** Start of AVAILABLE DATA **

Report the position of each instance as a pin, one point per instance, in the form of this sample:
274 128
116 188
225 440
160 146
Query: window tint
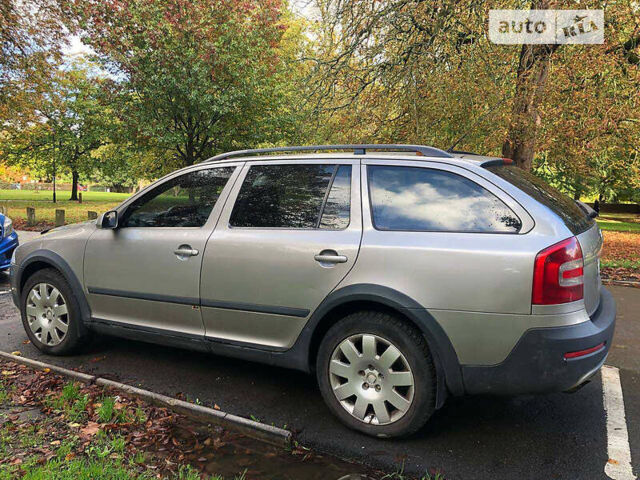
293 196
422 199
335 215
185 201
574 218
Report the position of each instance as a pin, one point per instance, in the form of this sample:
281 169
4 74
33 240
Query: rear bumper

** End of AVAILABLE DATA **
** Start of AVAILABLE DATA **

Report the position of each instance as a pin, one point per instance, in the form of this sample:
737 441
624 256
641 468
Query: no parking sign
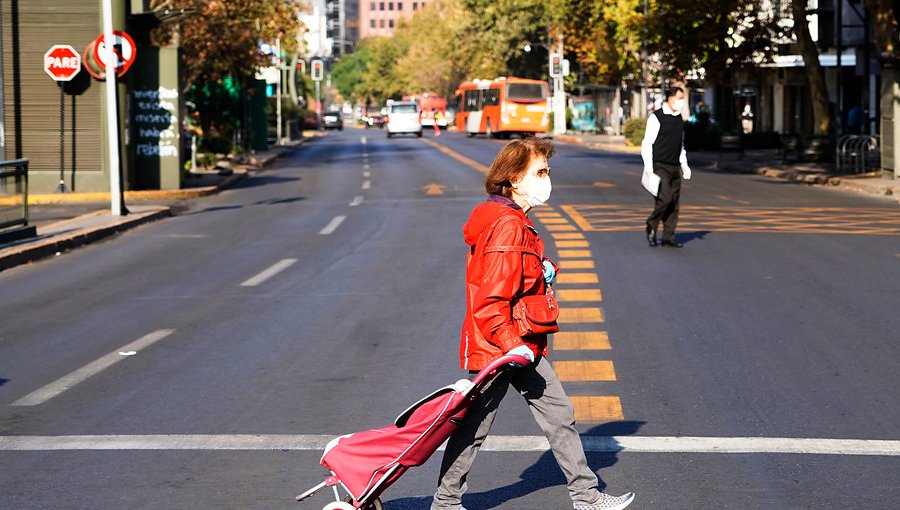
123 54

** End of AVAILABLE DATA **
** Start of AVAILABLE DATA **

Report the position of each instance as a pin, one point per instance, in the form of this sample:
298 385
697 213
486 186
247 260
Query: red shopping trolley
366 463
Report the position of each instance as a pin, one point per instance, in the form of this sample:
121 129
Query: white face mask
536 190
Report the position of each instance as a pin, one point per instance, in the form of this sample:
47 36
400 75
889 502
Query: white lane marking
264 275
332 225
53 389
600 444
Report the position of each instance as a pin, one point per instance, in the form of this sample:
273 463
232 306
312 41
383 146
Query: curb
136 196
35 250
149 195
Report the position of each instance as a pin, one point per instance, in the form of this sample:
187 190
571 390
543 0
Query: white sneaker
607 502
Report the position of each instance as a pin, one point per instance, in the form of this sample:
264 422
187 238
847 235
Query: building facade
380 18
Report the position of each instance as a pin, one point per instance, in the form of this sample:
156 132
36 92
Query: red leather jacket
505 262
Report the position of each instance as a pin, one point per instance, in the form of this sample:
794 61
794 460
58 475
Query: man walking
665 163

** End of AVAILABLE DATA **

#### [TASK DESCRIPTION]
Find every line of the listing that contains the word "white" and copy each one. Case counts.

#### [TASK RESPONSE]
Query: white face mask
Query: white lane marking
Query: white sneaker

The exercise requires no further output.